= Exercise =
Exclude the pictures; give every entry again exactly as written.

= Dataset rows =
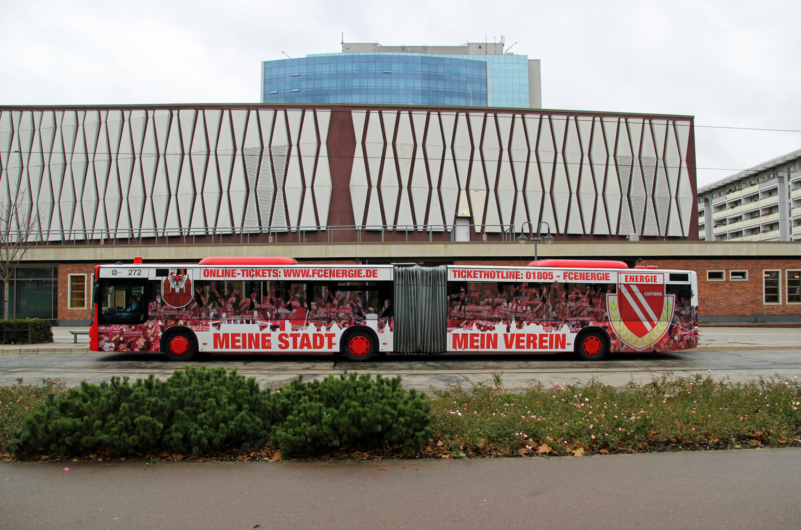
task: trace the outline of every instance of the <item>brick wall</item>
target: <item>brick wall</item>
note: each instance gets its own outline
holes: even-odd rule
[[[496,265],[525,267],[530,259],[464,259],[454,265]],[[748,259],[648,259],[642,265],[656,265],[666,269],[695,271],[698,280],[698,312],[700,316],[798,315],[801,321],[801,304],[787,302],[787,271],[801,270],[801,259],[755,258]],[[763,271],[781,271],[781,303],[763,303]],[[706,281],[707,271],[724,271],[725,281]],[[748,279],[730,280],[730,271],[747,271]]]
[[[801,316],[801,304],[787,303],[787,271],[801,270],[799,259],[755,258],[748,259],[650,259],[642,265],[690,269],[698,273],[700,315]],[[763,271],[781,271],[781,303],[763,303]],[[725,281],[706,281],[707,271],[724,271]],[[730,280],[730,271],[747,271],[747,280]]]
[[[86,309],[70,308],[70,275],[85,274]],[[91,275],[95,274],[95,266],[91,263],[58,263],[58,321],[91,320]],[[62,325],[64,325],[62,323]]]

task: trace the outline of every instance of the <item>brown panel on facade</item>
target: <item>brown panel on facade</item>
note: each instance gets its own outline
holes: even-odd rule
[[[698,188],[695,182],[695,127],[694,120],[690,120],[690,139],[687,140],[687,173],[690,174],[690,189],[693,191],[693,210],[690,215],[689,239],[698,239]]]
[[[353,226],[353,205],[350,199],[350,176],[356,154],[356,135],[349,108],[331,109],[327,147],[331,168],[331,210],[328,224]],[[359,219],[360,223],[361,219]]]

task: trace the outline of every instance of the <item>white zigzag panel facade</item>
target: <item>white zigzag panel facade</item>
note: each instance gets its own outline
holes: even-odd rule
[[[695,239],[692,127],[448,107],[0,107],[0,200],[38,207],[49,241],[335,226],[409,238],[459,218],[491,237],[545,221],[565,236]]]

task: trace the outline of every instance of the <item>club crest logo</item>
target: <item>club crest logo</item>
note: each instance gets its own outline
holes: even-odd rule
[[[675,296],[665,294],[661,272],[621,272],[618,293],[606,296],[606,309],[618,336],[637,351],[652,347],[667,331]]]
[[[192,299],[192,283],[186,269],[170,269],[162,288],[162,298],[171,307],[183,307]]]

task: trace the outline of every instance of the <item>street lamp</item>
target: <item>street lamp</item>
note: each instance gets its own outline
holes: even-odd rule
[[[531,240],[534,242],[534,261],[537,261],[537,243],[541,243],[541,242],[545,241],[546,245],[549,245],[552,243],[553,243],[553,236],[551,235],[551,234],[550,234],[550,225],[548,224],[545,221],[541,222],[537,226],[537,235],[539,237],[536,237],[535,238],[533,236],[533,234],[532,234],[532,232],[533,231],[532,230],[533,228],[533,227],[532,226],[532,224],[530,223],[529,223],[528,221],[525,221],[525,223],[523,223],[523,224],[521,224],[521,227],[520,227],[520,236],[517,238],[517,243],[519,243],[521,245],[524,244],[526,241],[529,240],[529,238],[527,238],[525,236],[525,231],[524,230],[525,227],[525,225],[529,225],[529,235],[531,236]],[[541,230],[542,225],[545,225],[545,227],[548,227],[548,233],[545,236],[542,235],[542,230]]]
[[[548,234],[545,237],[542,237],[542,225],[548,227]],[[546,245],[549,245],[553,243],[553,236],[550,235],[550,225],[545,221],[540,223],[537,225],[537,233],[540,236],[538,238],[532,237],[531,240],[534,242],[534,261],[537,261],[537,243],[541,241],[545,241]]]

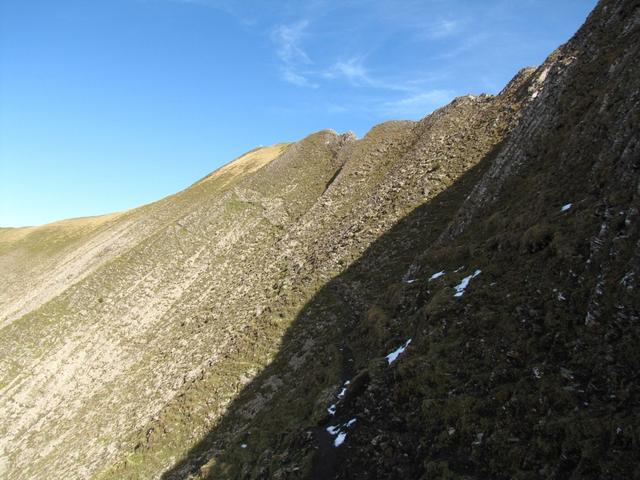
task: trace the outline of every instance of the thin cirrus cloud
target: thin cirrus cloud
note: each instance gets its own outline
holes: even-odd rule
[[[272,38],[280,60],[282,79],[298,87],[317,88],[318,84],[311,81],[307,73],[313,62],[301,46],[308,25],[306,20],[280,25],[273,30]]]

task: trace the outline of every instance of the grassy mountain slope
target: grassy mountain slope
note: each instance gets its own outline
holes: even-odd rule
[[[0,474],[633,478],[639,19],[603,1],[420,122],[0,231]]]

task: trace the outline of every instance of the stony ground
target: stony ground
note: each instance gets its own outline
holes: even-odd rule
[[[0,476],[639,478],[639,36],[0,230]]]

= Result below =
task: trace the outline of every instance of the <item>brick wall</item>
target: <item>brick wall</item>
note: each instance gets its own outline
holes: even-odd rule
[[[496,265],[525,267],[530,259],[464,259],[454,265]],[[748,259],[648,259],[642,265],[656,265],[666,269],[695,271],[698,280],[698,312],[700,316],[798,315],[801,321],[801,304],[787,302],[787,271],[801,270],[801,259],[755,258]],[[763,271],[781,271],[781,303],[763,303]],[[706,281],[707,271],[724,271],[725,281]],[[748,279],[730,280],[730,271],[747,271]]]
[[[801,316],[801,304],[787,303],[787,271],[801,270],[799,259],[755,258],[748,259],[650,259],[642,265],[690,269],[698,273],[700,315]],[[763,271],[781,271],[781,303],[763,303]],[[725,281],[706,281],[707,271],[724,271]],[[730,280],[730,271],[747,271],[747,280]]]
[[[86,309],[70,308],[70,275],[85,274]],[[91,275],[95,274],[95,266],[91,263],[58,263],[58,321],[91,320]],[[62,325],[64,325],[62,323]]]

task: trace the outline of every instance of the <item>brown panel on facade</item>
target: <item>brown panel on facade</item>
note: each instance gets its own outline
holes: even-odd rule
[[[698,188],[695,182],[695,127],[694,120],[690,120],[690,139],[687,140],[687,173],[690,174],[690,189],[693,191],[693,210],[690,215],[689,239],[698,239]]]
[[[353,226],[353,205],[350,199],[350,176],[356,154],[356,135],[349,108],[331,109],[327,147],[331,168],[331,210],[328,224]],[[359,219],[360,223],[361,219]]]

task: trace the outline of every instance of the <item>white zigzag panel facade</item>
target: <item>white zigzag panel facade</item>
note: each instance gets its own outline
holes: even-odd rule
[[[695,239],[692,127],[448,107],[0,107],[0,200],[38,207],[49,241],[335,226],[409,238],[459,218],[491,237],[545,221],[565,236]]]

task: trace the outline of every instance of the <item>club crest logo</item>
target: <item>club crest logo</item>
note: each instance gets its own outline
holes: even-odd rule
[[[675,296],[665,294],[661,272],[621,272],[618,293],[606,296],[606,309],[618,336],[637,351],[652,347],[667,331]]]
[[[192,299],[192,283],[186,269],[170,269],[162,288],[162,298],[171,307],[183,307]]]

task: trace the outline of every instance of the <item>street lamp</item>
target: <item>street lamp</item>
note: each instance gets its own outline
holes: even-odd rule
[[[531,240],[534,242],[534,261],[537,261],[537,243],[541,243],[541,242],[545,241],[546,245],[549,245],[552,243],[553,243],[553,236],[551,235],[551,234],[550,234],[550,225],[548,224],[545,221],[541,222],[537,226],[537,235],[539,237],[536,237],[535,238],[533,236],[533,234],[532,234],[532,232],[533,231],[532,230],[533,228],[533,227],[532,226],[532,224],[530,223],[529,223],[528,221],[525,221],[525,223],[523,223],[523,224],[521,224],[521,227],[520,227],[520,236],[517,238],[517,243],[519,243],[521,245],[524,244],[526,241],[529,240],[529,238],[527,238],[525,236],[525,231],[524,230],[525,227],[525,225],[529,225],[529,235],[531,236]],[[541,230],[542,225],[545,225],[545,227],[548,227],[548,233],[545,236],[542,235],[542,230]]]
[[[548,234],[545,237],[542,237],[542,225],[548,227]],[[546,245],[549,245],[553,243],[553,236],[550,235],[550,225],[545,221],[540,223],[537,225],[537,233],[540,236],[538,238],[532,237],[531,240],[534,242],[534,261],[537,261],[537,243],[541,241],[545,241]]]

task: trace the outline of every instance of the thin cirrus cloud
target: thin cirrus cloud
note: each instance gets its own outline
holes: even-odd rule
[[[272,38],[280,60],[282,79],[298,87],[317,88],[318,84],[311,81],[307,73],[313,62],[301,46],[308,25],[306,20],[280,25],[273,30]]]

task: trace the outline of every instance of the grassy mountain slope
target: grassy mountain slope
note: each instance gets its own outline
holes: even-odd rule
[[[0,474],[633,478],[639,19],[603,1],[420,122],[0,231]]]

task: trace the outline of every instance of the stony ground
target: stony ground
note: each instance gets its own outline
holes: even-odd rule
[[[0,476],[639,478],[639,36],[0,230]]]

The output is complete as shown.